* _ASSIGNMENT_: Each line of the material that includes the string "persimmon" counts once; report the total and nothing further.

* _TASK DATA_:
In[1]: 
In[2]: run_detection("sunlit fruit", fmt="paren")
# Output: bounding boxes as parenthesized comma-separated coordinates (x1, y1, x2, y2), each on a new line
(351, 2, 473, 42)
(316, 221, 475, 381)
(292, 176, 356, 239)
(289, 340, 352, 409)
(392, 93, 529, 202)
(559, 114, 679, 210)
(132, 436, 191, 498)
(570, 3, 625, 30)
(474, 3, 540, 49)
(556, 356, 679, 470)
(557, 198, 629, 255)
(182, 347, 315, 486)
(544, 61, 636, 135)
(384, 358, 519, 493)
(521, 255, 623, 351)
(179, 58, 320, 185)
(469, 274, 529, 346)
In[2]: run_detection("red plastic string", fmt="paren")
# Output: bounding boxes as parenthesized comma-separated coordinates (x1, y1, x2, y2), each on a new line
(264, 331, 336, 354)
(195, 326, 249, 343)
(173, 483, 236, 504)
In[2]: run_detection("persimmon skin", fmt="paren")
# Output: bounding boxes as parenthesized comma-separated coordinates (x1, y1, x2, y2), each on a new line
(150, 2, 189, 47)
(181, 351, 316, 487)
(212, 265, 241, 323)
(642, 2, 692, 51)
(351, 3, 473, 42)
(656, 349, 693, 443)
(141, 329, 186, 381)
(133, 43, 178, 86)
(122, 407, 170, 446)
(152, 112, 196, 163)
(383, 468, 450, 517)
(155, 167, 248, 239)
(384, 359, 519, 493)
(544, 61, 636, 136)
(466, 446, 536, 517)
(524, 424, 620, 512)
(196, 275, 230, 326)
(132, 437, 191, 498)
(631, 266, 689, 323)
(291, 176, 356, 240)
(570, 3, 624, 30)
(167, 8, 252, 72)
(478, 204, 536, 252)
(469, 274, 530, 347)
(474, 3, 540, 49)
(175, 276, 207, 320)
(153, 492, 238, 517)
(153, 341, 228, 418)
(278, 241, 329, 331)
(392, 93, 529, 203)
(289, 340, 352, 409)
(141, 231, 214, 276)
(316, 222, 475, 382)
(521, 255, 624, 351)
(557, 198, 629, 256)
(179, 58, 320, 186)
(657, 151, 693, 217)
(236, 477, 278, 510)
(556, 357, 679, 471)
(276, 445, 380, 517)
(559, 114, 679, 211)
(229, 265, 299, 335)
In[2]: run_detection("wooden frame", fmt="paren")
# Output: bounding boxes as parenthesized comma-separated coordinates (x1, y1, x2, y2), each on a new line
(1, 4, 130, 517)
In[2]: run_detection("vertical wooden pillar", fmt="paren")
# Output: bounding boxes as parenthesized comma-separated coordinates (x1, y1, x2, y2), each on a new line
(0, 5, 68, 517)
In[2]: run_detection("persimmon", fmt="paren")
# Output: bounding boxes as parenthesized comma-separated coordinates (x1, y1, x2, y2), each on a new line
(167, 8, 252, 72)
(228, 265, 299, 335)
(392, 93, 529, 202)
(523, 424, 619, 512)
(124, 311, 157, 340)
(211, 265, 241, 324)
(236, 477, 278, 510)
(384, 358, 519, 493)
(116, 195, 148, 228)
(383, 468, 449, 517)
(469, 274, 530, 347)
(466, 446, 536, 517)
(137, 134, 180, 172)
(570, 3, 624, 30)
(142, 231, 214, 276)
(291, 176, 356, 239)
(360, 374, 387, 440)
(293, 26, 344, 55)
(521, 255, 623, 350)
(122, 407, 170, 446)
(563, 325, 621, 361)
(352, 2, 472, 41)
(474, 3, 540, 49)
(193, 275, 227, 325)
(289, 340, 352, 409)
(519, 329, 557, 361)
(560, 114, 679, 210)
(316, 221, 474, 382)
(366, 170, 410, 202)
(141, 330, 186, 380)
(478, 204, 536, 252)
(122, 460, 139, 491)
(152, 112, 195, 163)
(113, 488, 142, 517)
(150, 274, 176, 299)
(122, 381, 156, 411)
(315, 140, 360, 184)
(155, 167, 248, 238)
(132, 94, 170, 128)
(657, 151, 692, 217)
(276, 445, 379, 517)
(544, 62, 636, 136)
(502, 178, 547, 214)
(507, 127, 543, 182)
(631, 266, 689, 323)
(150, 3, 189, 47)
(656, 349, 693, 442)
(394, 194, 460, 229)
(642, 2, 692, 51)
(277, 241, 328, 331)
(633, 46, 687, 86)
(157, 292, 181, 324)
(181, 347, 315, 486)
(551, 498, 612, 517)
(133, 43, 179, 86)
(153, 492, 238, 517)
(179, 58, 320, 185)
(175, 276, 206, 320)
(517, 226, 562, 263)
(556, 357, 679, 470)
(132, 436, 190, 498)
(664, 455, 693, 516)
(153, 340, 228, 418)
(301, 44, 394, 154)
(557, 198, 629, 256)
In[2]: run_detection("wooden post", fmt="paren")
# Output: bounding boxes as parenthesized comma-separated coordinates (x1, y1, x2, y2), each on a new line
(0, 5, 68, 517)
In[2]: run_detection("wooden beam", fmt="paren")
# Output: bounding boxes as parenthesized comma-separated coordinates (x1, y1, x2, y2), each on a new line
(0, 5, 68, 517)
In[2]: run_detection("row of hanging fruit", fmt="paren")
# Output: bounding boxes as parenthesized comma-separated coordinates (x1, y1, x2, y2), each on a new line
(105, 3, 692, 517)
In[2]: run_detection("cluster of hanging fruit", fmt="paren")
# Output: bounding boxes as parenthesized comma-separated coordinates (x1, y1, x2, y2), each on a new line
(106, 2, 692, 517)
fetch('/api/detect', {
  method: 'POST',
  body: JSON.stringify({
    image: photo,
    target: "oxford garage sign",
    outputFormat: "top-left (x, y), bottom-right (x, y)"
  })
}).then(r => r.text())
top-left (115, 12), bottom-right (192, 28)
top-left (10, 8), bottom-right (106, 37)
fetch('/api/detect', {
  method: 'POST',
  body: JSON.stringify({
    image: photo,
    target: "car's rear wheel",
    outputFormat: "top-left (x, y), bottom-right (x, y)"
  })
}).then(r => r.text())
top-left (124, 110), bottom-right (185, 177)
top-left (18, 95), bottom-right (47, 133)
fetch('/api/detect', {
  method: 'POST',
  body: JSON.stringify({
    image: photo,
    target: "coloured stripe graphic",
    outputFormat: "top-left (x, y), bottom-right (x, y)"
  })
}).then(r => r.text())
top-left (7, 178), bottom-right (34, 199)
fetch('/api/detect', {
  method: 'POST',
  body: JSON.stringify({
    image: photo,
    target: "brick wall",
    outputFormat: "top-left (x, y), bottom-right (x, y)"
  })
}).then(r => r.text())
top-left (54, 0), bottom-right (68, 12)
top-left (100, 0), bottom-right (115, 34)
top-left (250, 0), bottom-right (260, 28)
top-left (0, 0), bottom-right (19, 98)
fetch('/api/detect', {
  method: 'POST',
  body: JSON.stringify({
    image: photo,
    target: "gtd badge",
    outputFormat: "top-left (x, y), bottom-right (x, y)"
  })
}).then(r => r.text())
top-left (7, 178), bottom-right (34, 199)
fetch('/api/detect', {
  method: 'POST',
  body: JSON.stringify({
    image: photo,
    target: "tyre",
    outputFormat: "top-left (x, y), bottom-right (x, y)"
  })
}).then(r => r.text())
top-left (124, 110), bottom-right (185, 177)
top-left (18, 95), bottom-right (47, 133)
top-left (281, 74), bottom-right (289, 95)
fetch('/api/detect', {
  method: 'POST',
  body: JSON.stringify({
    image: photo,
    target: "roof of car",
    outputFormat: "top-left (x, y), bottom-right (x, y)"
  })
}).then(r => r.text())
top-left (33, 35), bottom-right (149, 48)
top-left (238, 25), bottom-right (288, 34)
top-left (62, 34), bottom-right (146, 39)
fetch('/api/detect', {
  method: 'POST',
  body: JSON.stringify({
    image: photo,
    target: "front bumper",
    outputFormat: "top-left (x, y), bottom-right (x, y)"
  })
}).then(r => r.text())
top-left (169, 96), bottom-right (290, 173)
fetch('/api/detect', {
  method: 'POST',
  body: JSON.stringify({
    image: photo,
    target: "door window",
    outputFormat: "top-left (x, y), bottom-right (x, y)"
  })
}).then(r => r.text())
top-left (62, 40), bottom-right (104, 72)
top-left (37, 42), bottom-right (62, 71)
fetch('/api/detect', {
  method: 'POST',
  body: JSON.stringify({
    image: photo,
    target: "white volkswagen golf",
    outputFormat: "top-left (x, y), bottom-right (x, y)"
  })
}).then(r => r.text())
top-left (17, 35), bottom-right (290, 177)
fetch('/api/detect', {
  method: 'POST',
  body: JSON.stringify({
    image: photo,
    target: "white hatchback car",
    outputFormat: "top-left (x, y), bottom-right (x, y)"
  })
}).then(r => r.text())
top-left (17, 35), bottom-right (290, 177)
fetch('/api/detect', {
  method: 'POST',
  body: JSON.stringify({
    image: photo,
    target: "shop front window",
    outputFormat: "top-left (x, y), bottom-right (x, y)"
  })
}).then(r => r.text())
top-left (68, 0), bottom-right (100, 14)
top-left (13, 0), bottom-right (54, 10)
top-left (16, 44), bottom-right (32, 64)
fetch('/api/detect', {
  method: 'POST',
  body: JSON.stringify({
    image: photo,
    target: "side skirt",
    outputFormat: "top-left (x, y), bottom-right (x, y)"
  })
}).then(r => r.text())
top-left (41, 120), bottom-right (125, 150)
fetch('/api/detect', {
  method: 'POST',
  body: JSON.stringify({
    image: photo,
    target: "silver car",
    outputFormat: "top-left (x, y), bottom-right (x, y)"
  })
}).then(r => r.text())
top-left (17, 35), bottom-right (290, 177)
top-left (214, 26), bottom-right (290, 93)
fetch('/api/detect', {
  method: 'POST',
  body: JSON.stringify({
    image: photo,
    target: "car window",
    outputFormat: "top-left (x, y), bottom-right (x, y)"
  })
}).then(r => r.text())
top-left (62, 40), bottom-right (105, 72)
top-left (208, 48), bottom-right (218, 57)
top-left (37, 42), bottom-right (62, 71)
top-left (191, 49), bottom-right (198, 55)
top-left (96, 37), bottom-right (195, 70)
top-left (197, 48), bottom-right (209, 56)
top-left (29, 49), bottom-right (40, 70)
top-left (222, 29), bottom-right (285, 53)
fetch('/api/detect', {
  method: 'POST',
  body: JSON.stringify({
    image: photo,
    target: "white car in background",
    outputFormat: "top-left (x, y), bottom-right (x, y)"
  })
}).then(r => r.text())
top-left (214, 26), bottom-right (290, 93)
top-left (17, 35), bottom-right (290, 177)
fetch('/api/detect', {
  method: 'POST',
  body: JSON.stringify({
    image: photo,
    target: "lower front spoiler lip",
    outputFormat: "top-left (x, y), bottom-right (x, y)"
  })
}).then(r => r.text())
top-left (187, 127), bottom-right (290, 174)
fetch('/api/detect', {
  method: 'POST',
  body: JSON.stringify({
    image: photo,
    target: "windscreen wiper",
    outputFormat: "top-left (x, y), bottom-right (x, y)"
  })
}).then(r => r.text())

* _FINAL ANSWER_: 2